◆ **What to work on**
Return everything in the tax-savings excerpt from "Reporting business activities without" down to "to the parent.", copied word for word.

◆ **Excerpt provided**
Under this section, we mention things of secondary importance. The points listed below can be referred to primarily for the purpose of additional tax savings. A tax specialist can help you with more relevant information of this sort.

Reporting Business Activities

Reporting business activities without earning anything is a worthwhile activity. Although you didn’t generate any revenue in the period, we’re sure you incurred expenses regardless. This ‘loss’ could be used to offset the amount of any other income that you generate.

Transferring Tax Credits

Don’t forget that you can transfer tax credits from a family member that doesn’t have any use for them. For instance, if your spouse can’t utilize certain tax credits, these can comfortably be transferred to you. These credits include pension, disability, and age credits. Additionally, tuition and education fees up to the sum of $5000 incurred by a student can also be transferred to the parent.

Claiming a GST/HST Rebate

Claiming a GST/HST rebate relating to the employment expenses that you have incurred is also a certain way to save some of those hard-earned dollars. You could avail the claim by filing Form 370. However, for this claim to be eligible, it’s essential for your employer to not only be a GST/HST registrant but also not be exempt from the GST/HST tax.

◆ **Record set**
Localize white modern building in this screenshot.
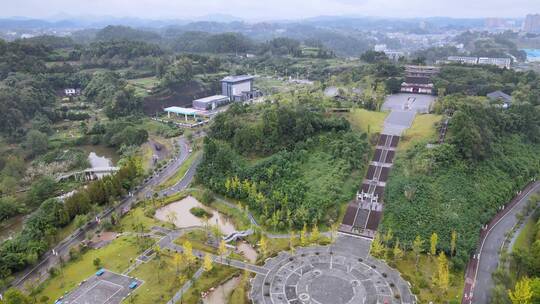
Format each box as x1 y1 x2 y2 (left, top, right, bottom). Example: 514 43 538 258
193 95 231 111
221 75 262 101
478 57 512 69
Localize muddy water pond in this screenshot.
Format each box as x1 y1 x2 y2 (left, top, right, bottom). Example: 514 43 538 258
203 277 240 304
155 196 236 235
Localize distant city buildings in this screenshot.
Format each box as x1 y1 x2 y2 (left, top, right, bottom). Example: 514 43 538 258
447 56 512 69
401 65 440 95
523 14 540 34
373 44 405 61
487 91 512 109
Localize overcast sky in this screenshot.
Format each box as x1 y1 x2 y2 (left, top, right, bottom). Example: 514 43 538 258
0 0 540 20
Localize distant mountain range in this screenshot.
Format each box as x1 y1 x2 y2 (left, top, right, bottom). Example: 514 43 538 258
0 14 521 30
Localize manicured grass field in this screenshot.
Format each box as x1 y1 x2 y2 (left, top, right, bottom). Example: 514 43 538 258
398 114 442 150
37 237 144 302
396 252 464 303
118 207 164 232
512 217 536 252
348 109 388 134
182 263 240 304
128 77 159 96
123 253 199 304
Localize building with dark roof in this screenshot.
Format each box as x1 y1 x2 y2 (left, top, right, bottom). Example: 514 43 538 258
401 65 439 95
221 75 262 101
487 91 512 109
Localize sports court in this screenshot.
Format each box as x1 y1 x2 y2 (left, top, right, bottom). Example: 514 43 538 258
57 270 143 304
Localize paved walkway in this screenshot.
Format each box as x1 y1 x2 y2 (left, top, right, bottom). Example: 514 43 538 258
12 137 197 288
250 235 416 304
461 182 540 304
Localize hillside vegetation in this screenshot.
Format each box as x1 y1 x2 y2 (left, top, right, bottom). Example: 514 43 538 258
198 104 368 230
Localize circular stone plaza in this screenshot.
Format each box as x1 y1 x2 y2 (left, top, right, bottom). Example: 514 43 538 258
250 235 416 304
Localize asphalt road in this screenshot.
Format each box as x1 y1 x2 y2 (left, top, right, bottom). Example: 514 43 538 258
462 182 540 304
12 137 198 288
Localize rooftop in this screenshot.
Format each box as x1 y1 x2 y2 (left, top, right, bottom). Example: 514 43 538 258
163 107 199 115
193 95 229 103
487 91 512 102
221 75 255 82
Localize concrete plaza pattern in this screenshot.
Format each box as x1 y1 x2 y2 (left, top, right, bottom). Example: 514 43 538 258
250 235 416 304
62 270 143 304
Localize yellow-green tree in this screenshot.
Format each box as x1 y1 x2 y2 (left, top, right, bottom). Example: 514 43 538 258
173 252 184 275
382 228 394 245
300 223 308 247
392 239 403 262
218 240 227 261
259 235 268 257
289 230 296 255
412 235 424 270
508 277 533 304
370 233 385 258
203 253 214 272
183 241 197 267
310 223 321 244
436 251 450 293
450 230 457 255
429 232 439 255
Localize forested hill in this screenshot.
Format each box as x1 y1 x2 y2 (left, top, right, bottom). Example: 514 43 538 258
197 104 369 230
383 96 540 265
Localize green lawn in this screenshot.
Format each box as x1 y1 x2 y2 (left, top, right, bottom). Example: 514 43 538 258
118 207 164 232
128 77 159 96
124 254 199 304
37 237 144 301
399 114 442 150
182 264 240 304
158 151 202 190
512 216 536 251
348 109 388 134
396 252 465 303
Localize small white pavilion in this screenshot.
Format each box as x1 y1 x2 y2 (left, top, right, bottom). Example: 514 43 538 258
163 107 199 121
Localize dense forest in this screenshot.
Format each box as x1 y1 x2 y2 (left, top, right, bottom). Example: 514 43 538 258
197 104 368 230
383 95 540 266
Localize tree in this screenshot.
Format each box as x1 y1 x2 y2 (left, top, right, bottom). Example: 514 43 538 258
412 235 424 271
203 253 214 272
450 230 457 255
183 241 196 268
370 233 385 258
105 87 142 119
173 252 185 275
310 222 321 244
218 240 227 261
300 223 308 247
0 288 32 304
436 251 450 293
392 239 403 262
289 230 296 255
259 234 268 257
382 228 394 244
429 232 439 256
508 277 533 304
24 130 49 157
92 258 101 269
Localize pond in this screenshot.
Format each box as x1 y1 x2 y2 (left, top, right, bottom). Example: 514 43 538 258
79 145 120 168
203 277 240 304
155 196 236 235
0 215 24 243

◆ **Result for this exercise**
Reporting business activities without earning anything is a worthwhile activity. Although you didn’t generate any revenue in the period, we’re sure you incurred expenses regardless. This ‘loss’ could be used to offset the amount of any other income that you generate.

Transferring Tax Credits

Don’t forget that you can transfer tax credits from a family member that doesn’t have any use for them. For instance, if your spouse can’t utilize certain tax credits, these can comfortably be transferred to you. These credits include pension, disability, and age credits. Additionally, tuition and education fees up to the sum of $5000 incurred by a student can also be transferred to the parent.